DATA FOR THIS TASK section start

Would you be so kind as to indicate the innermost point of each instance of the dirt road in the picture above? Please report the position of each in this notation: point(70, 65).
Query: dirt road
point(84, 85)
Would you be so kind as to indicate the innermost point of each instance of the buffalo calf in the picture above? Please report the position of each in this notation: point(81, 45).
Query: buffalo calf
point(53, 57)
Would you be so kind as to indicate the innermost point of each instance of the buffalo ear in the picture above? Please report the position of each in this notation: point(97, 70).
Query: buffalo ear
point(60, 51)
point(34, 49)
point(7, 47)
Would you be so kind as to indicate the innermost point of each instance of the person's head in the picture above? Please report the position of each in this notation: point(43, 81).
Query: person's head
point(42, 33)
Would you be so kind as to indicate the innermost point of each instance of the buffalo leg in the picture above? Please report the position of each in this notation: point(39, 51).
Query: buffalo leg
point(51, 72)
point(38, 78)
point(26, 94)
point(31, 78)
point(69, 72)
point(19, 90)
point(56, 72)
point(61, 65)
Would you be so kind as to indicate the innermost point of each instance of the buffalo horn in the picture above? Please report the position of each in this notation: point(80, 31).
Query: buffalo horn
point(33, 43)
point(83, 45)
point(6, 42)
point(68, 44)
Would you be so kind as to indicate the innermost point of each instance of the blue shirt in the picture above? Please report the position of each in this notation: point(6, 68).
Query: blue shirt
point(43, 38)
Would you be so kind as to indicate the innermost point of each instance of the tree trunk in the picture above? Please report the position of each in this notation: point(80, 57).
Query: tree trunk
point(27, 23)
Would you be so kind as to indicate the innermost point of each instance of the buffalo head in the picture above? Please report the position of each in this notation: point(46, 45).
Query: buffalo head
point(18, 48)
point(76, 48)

DATA FOR THIS TASK section end

Among the entries above, the line containing "Query: buffalo calf", the line containing "notation: point(39, 51).", and all lines between them are to be restated word for word; nothing else belongs in the reply.

Query: buffalo calf
point(53, 57)
Would you be so kind as to indicate the innermost point of each instance of the buffalo ear in the picture above? Please report the position of each in this notation: point(97, 70).
Query: buffalo ear
point(60, 51)
point(34, 49)
point(7, 47)
Would you be so kind as to indicate the innermost point of each instance of the person's head in the picture above? Please report the position of each in this notation: point(43, 81).
Query: person's head
point(42, 33)
Would you be so kind as to indicate the innermost point of each instance of the buffalo leg in the picture above? Please report the position of each in this notation: point(39, 51).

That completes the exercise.